--- Цитируемый отрывок ---
Шрифт:
Интервал:
Закладка:
С Репиным в эту пору Крамской откровенней, чем с Третьяковым; письма к Репину показывают, что личность Тургенева видится Крамскому не с одной только внешней стороны. Репин сообщает из Парижа, что Тургенев «в большом восторге» от увиденных им в России портретов работы Крамского – вроде бы и лестно, однако Крамской отвечает сдержанно: «О Тургеневе, спасибо ему – благодарен, даже восхищен, только одно обстоятельство мешает мне счесть себя достойным похвал его, – говорят, он сказал так: «Я верю в русское искусство (т. е. будущность) на основание того, как вы написали его руки на портрете, и по тому, как пишет Харламов». Оно, может быть, и правда, портрета вашего я не видал, только все-таки как-то странно говорить о будущности искусства по живописи рук; или уж я не понимаю. Только мне кажется, он не совсем знает Россию, судя по предисловию к своей повести, помещенной в «Складчине».
В литературном сборнике «Складчина», составленном в пользу пострадавших от голода в Самарской губернии, был напечатан рассказ Тургенева «Живые мощи» с приложением письма автора, восхваляющего покорность и долготерпение русского народа. Ни взгляд Тургенева на искусство, ни взгляд его на русский народ Крамской не пожелал принять и не принял.
Что до живописи, то Репин в своем ответе подтвердил предположение Крамского: «Тургенев глядит на искусство только с исполнительной стороны (по-французски) и только ей придает значение». (Крамскому ещё предстоит получить от Тургенева назидательное письмо по случаю подготовки в Париже выставки русского искусства. Тургенев попросит строгого отбора произведений и прежде всего «удаления» произведений тенденциозных – как «несвободных» и «обремененных задней мыслью».)
Двумя годами позже, когда Крамской отправится в Париж, Третьяков ему туда – эдаким пробным шаром (настойчив Павел Михайлович): «А ведь Тургенева-то вам придется сделать». Но Крамской снова откажет: «Что касается Тургенева, то… как бы вам это выразить – теперь мне даже как-то не хочется его писать. Мне кажется, что им уж очень занимаются, и потом, я вижу теперь, что его портреты все одинаково хороши и что ничего нового не сделаешь». И Павел Михайлович – то ли прежде был у них какой-то разговор, то ли «дьявольским чутьем» своим почуял что-то за непреклонностью Крамского – отступит: «Это дело кончено». Но буквально в те же дни Крамской в письме к Стасову объяснит свое суждение о Тургеневе и оброненное слово «занимаются» вовсе не со стороны портретной живописи и докажет еще раз, что главная причина, которая не позволяет ему писать Тургенева, – не в особенностях внешности писателя и не в том, хороши или плохи другие его портреты: «Он (Тургенев) совершенно не виноват, и даже невинен, в своих художественных симпатиях, так как они у него вытекают из его иностранно-французского склада понятий, благоприобретенных им в последние годы жизни, и той доли фимиама, которую некоторые наши органы печати усердно стараются распространить. После его отзыва о русском народе («Складчина»…) для каждого из нас должно быть ясно, чем стал Ив. Серг. Тургенев».
---
▸ Цель упражнения
Выведите без изменений фрагмент приведенного выше отрывка о Крамском и Тургеневе, начиная со слов «В литературном сборнике» и продолжая до слов «и не принял.» включительно.
--- Извлечённые данные ---
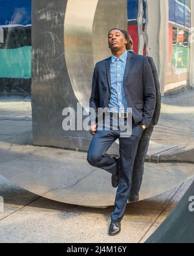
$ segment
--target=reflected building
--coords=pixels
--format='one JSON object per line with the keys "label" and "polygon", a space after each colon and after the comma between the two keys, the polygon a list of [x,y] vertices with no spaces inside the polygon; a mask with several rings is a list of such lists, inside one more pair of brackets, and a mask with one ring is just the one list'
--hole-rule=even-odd
{"label": "reflected building", "polygon": [[[150,13],[149,10],[150,8],[154,10],[150,1],[127,1],[128,32],[133,39],[135,52],[144,55],[152,55],[158,64],[158,73],[160,73],[160,67],[163,65],[166,76],[163,78],[160,76],[161,92],[162,94],[172,94],[184,87],[193,87],[194,60],[193,51],[191,51],[191,46],[193,47],[191,44],[193,45],[193,42],[189,40],[193,36],[192,36],[193,29],[191,27],[194,16],[191,12],[192,8],[193,13],[193,2],[191,3],[191,0],[164,1],[162,8],[160,6],[160,1],[155,2],[155,4],[157,5],[154,8],[155,12]],[[164,17],[166,16],[166,21],[162,20],[162,14]],[[147,15],[149,15],[149,17]],[[155,21],[152,17],[155,19]],[[155,23],[158,22],[158,33],[155,38],[150,33],[155,33],[153,30],[155,29],[156,24],[153,24],[152,31],[146,30],[147,27],[152,26],[150,22],[153,21]],[[164,25],[167,26],[167,31],[166,30],[167,32],[165,34],[163,33],[163,36],[160,38],[160,34],[162,32],[161,29]],[[157,47],[151,51],[147,48],[147,43],[150,39],[156,41],[159,39],[162,40],[162,43],[164,42],[166,47],[160,54],[165,55],[166,58],[153,54],[155,51],[158,50]],[[153,42],[150,43],[150,45],[153,45],[152,47],[155,48]],[[158,52],[160,52],[159,49]],[[164,60],[166,61],[165,67],[164,64],[162,64],[162,62]]]}

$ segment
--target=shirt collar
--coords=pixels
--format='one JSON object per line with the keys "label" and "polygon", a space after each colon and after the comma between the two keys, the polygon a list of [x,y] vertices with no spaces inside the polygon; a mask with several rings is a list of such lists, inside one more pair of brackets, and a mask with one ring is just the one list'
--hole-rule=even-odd
{"label": "shirt collar", "polygon": [[127,60],[127,53],[128,53],[127,51],[125,50],[124,51],[124,52],[122,55],[120,55],[118,58],[117,58],[114,55],[112,54],[111,55],[111,62],[114,63],[117,58],[118,58],[120,60],[121,60],[123,62],[125,62]]}

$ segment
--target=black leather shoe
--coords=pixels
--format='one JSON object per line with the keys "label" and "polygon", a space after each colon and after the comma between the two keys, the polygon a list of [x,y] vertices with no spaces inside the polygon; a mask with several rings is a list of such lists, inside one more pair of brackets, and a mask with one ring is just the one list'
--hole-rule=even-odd
{"label": "black leather shoe", "polygon": [[120,222],[116,222],[115,220],[111,220],[109,235],[118,235],[120,232]]}
{"label": "black leather shoe", "polygon": [[113,157],[116,159],[116,172],[115,174],[113,174],[111,176],[111,182],[112,182],[112,186],[113,187],[118,187],[118,181],[119,181],[119,178],[120,176],[120,157],[116,158]]}
{"label": "black leather shoe", "polygon": [[135,203],[135,202],[137,202],[139,200],[139,195],[136,195],[135,196],[129,196],[128,198],[128,202],[129,203]]}

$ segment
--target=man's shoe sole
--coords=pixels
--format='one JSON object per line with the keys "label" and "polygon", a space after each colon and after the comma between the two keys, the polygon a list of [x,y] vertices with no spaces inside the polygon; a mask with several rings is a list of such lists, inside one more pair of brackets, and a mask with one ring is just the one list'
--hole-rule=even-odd
{"label": "man's shoe sole", "polygon": [[120,230],[118,232],[115,233],[114,234],[112,234],[112,233],[108,233],[108,234],[109,234],[109,235],[113,236],[113,235],[118,235],[120,233]]}

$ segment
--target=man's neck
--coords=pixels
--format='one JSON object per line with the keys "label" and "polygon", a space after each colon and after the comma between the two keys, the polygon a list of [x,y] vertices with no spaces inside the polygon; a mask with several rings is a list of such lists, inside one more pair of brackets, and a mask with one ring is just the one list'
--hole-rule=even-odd
{"label": "man's neck", "polygon": [[115,52],[112,52],[112,54],[115,56],[115,57],[116,57],[116,58],[119,58],[125,51],[126,51],[126,49],[124,49],[119,50],[119,51],[117,51]]}

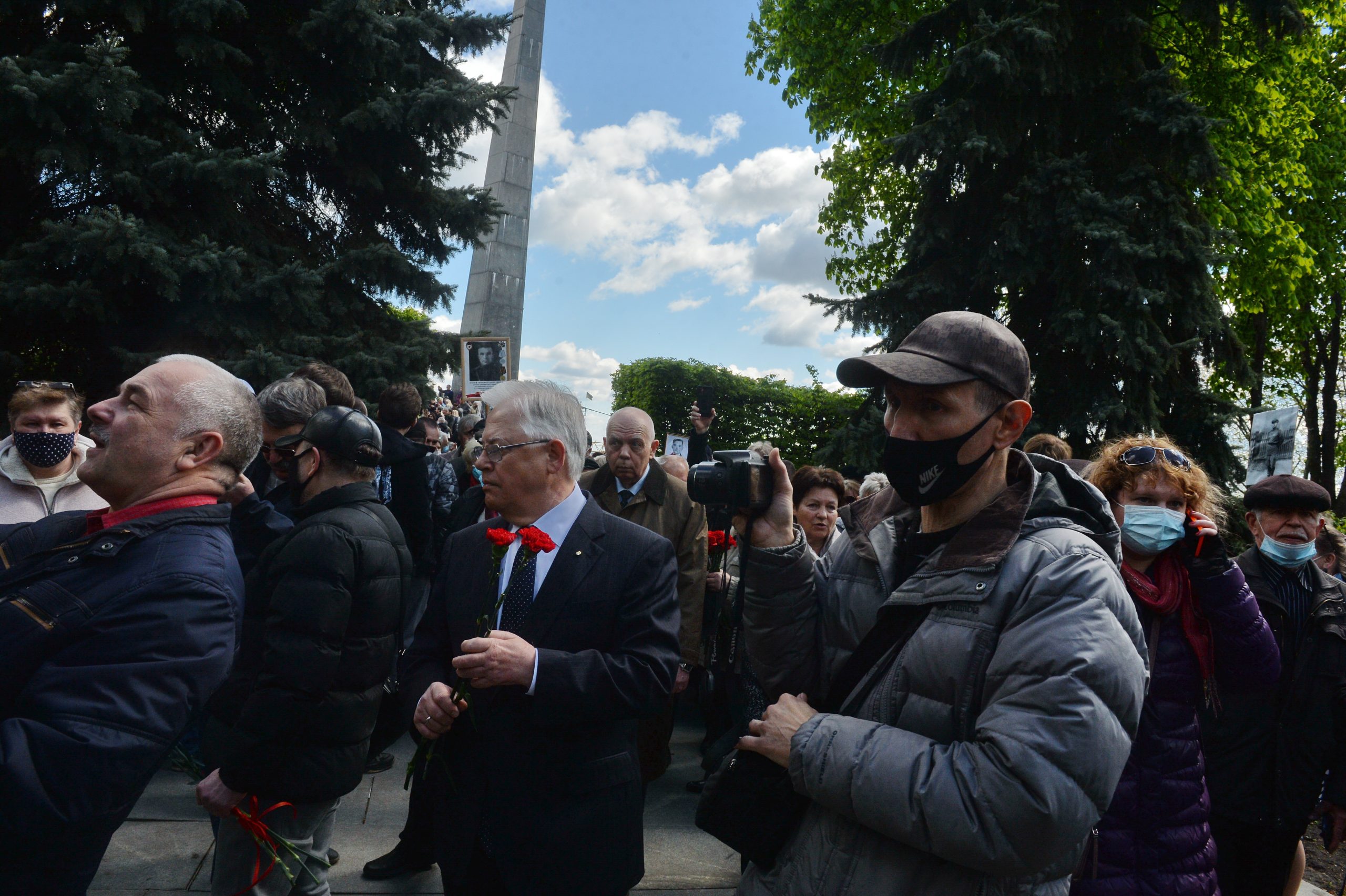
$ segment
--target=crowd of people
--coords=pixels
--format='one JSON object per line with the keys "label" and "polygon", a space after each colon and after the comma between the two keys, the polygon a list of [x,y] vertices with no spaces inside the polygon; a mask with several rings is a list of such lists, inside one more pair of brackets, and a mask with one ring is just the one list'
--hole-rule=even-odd
{"label": "crowd of people", "polygon": [[370,414],[318,362],[253,394],[168,355],[87,409],[20,381],[0,888],[83,893],[172,764],[215,826],[211,892],[328,892],[342,798],[411,733],[366,877],[625,893],[690,702],[685,786],[750,844],[746,896],[1294,893],[1310,823],[1346,835],[1327,492],[1249,487],[1233,556],[1234,500],[1163,435],[1024,441],[1027,351],[981,315],[837,378],[882,393],[883,470],[758,441],[751,511],[693,499],[692,465],[742,448],[695,404],[682,457],[639,408],[595,445],[546,382],[393,383]]}

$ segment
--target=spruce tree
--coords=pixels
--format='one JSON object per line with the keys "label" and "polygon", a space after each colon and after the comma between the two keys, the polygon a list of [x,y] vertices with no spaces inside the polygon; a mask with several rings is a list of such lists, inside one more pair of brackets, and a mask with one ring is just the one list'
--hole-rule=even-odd
{"label": "spruce tree", "polygon": [[100,394],[187,351],[424,383],[456,357],[435,270],[495,214],[446,178],[509,97],[456,61],[507,27],[462,0],[0,0],[0,378]]}
{"label": "spruce tree", "polygon": [[[1264,31],[1299,27],[1279,0],[1244,5]],[[900,28],[880,50],[919,75],[890,144],[917,186],[900,265],[820,301],[890,350],[938,311],[997,316],[1028,347],[1036,429],[1081,453],[1166,431],[1232,479],[1233,406],[1205,387],[1242,363],[1197,204],[1219,175],[1214,121],[1152,46],[1160,15],[1218,26],[1210,0],[957,0]]]}

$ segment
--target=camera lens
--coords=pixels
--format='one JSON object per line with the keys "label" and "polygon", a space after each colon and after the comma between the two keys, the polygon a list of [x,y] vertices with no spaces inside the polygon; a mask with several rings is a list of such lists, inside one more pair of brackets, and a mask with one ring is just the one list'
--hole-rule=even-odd
{"label": "camera lens", "polygon": [[730,502],[730,468],[717,460],[707,460],[688,471],[686,495],[700,505],[727,505]]}

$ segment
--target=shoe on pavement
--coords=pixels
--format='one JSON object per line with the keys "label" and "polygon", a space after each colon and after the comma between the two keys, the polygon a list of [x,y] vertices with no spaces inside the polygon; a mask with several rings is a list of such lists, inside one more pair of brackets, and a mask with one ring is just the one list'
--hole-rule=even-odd
{"label": "shoe on pavement", "polygon": [[416,856],[401,842],[393,846],[393,852],[365,862],[365,880],[388,880],[402,874],[419,874],[435,866],[435,860],[427,856]]}
{"label": "shoe on pavement", "polygon": [[377,756],[374,756],[373,759],[370,759],[367,763],[365,763],[365,774],[366,775],[377,775],[378,772],[388,771],[392,767],[393,767],[393,755],[392,753],[378,753]]}

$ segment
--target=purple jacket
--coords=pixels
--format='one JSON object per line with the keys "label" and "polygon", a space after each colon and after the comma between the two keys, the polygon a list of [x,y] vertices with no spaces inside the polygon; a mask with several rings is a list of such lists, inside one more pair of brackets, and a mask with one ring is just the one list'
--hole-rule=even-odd
{"label": "purple jacket", "polygon": [[[1280,654],[1257,601],[1233,561],[1214,569],[1197,561],[1191,587],[1215,640],[1215,683],[1221,692],[1246,690],[1280,675]],[[1156,616],[1137,601],[1145,638]],[[1214,896],[1215,844],[1210,838],[1210,796],[1201,755],[1197,709],[1205,702],[1201,667],[1176,615],[1159,620],[1158,648],[1149,644],[1149,693],[1140,731],[1098,821],[1097,839],[1085,850],[1073,896]]]}

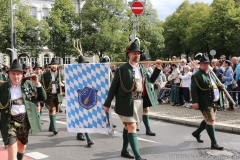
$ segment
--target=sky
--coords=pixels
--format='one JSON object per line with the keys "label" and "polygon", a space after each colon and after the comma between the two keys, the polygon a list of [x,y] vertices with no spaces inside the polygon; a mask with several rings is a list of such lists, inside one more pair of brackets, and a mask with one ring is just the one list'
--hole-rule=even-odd
{"label": "sky", "polygon": [[[182,4],[184,0],[151,0],[153,8],[158,12],[158,18],[165,20],[165,18],[171,15]],[[191,4],[195,2],[204,2],[211,4],[213,0],[188,0]]]}

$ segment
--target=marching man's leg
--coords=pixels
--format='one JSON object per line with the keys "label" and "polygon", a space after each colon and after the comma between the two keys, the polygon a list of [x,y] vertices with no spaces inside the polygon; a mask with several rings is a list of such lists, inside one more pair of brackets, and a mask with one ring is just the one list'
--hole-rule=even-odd
{"label": "marching man's leg", "polygon": [[151,128],[150,128],[149,115],[148,115],[149,110],[150,110],[149,107],[143,108],[142,120],[143,120],[143,123],[144,123],[145,128],[146,128],[146,135],[155,136],[156,134],[153,133],[153,132],[151,131]]}

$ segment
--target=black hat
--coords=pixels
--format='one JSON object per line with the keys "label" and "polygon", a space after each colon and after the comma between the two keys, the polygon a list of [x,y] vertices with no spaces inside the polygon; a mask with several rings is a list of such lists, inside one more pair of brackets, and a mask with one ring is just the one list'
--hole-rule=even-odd
{"label": "black hat", "polygon": [[51,61],[50,65],[57,65],[57,64],[58,64],[57,59],[52,58],[52,61]]}
{"label": "black hat", "polygon": [[109,62],[108,58],[104,57],[100,59],[100,63],[106,63],[106,62]]}
{"label": "black hat", "polygon": [[29,69],[29,66],[26,64],[26,62],[23,63],[22,69]]}
{"label": "black hat", "polygon": [[44,68],[50,68],[48,64],[44,64]]}
{"label": "black hat", "polygon": [[8,71],[8,67],[3,66],[2,70],[3,70],[3,71]]}
{"label": "black hat", "polygon": [[143,52],[140,50],[139,45],[136,42],[133,42],[129,47],[126,48],[127,54],[129,52],[140,52],[142,54]]}
{"label": "black hat", "polygon": [[225,60],[224,62],[227,63],[229,66],[230,66],[231,63],[232,63],[230,60]]}
{"label": "black hat", "polygon": [[13,63],[11,65],[10,69],[7,72],[9,72],[9,71],[21,71],[21,72],[24,72],[23,68],[22,68],[22,65],[18,62],[17,59],[13,60]]}
{"label": "black hat", "polygon": [[199,63],[210,63],[207,53],[203,53]]}
{"label": "black hat", "polygon": [[140,55],[140,61],[148,61],[148,60],[150,60],[150,58],[148,58],[146,54]]}
{"label": "black hat", "polygon": [[33,67],[33,70],[35,70],[36,68],[40,68],[42,69],[41,65],[39,63],[35,63],[34,67]]}
{"label": "black hat", "polygon": [[78,63],[89,63],[88,61],[85,60],[85,58],[84,58],[82,55],[80,55],[80,56],[78,57],[77,62],[78,62]]}

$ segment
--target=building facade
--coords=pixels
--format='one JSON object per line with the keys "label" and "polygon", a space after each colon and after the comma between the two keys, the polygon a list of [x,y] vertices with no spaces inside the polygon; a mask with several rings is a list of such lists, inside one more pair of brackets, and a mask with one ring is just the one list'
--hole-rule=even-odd
{"label": "building facade", "polygon": [[[86,0],[73,0],[73,4],[76,8],[76,13],[81,11],[81,8],[84,6]],[[28,5],[32,7],[31,14],[34,18],[41,21],[46,19],[49,16],[51,8],[54,5],[54,0],[22,0],[24,5]],[[38,55],[38,57],[27,57],[21,56],[20,62],[27,63],[30,66],[35,62],[40,63],[42,66],[44,64],[50,63],[51,59],[54,57],[54,54],[47,48],[44,47],[43,51]],[[65,62],[63,62],[62,58],[57,58],[60,64],[72,64],[76,62],[77,57],[68,56],[65,57]],[[95,63],[99,61],[98,56],[86,57],[87,61],[90,63]]]}

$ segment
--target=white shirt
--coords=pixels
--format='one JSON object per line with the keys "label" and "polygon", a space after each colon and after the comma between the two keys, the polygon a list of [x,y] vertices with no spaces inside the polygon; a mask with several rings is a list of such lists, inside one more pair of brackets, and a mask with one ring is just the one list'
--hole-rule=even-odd
{"label": "white shirt", "polygon": [[[16,87],[11,86],[10,87],[10,93],[11,93],[11,100],[22,98],[21,85],[19,84]],[[26,113],[25,105],[12,105],[11,114],[12,115],[18,115],[20,113]]]}
{"label": "white shirt", "polygon": [[[51,72],[52,81],[56,81],[55,75],[56,75],[56,73]],[[52,93],[57,93],[56,84],[52,84]]]}
{"label": "white shirt", "polygon": [[[211,74],[209,74],[209,77],[210,77],[210,80],[211,80],[212,85],[216,85],[216,83],[214,82]],[[220,94],[220,93],[219,93],[219,89],[218,89],[218,88],[214,88],[214,89],[213,89],[213,93],[214,93],[214,99],[213,99],[213,101],[216,102],[216,101],[219,100],[219,94]]]}
{"label": "white shirt", "polygon": [[133,70],[135,72],[135,78],[136,79],[142,79],[142,73],[140,71],[139,65],[138,66],[133,66],[130,62],[129,62],[129,64],[133,67]]}

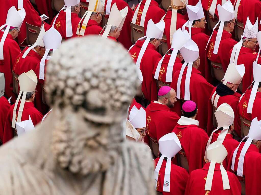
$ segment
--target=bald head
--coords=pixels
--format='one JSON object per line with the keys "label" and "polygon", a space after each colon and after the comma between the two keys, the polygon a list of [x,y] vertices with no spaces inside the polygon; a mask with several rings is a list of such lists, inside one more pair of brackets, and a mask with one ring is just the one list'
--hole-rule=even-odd
{"label": "bald head", "polygon": [[173,108],[174,104],[177,101],[176,99],[176,92],[174,89],[171,88],[168,93],[163,95],[159,95],[158,101],[164,105],[167,106],[169,108]]}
---
▸ Письменный ответ
В литературном сборнике «Складчина», составленном в пользу пострадавших от голода в Самарской губернии, был напечатан рассказ Тургенева «Живые мощи» с приложением письма автора, восхваляющего покорность и долготерпение русского народа. Ни взгляд Тургенева на искусство, ни взгляд его на русский народ Крамской не пожелал принять и не принял.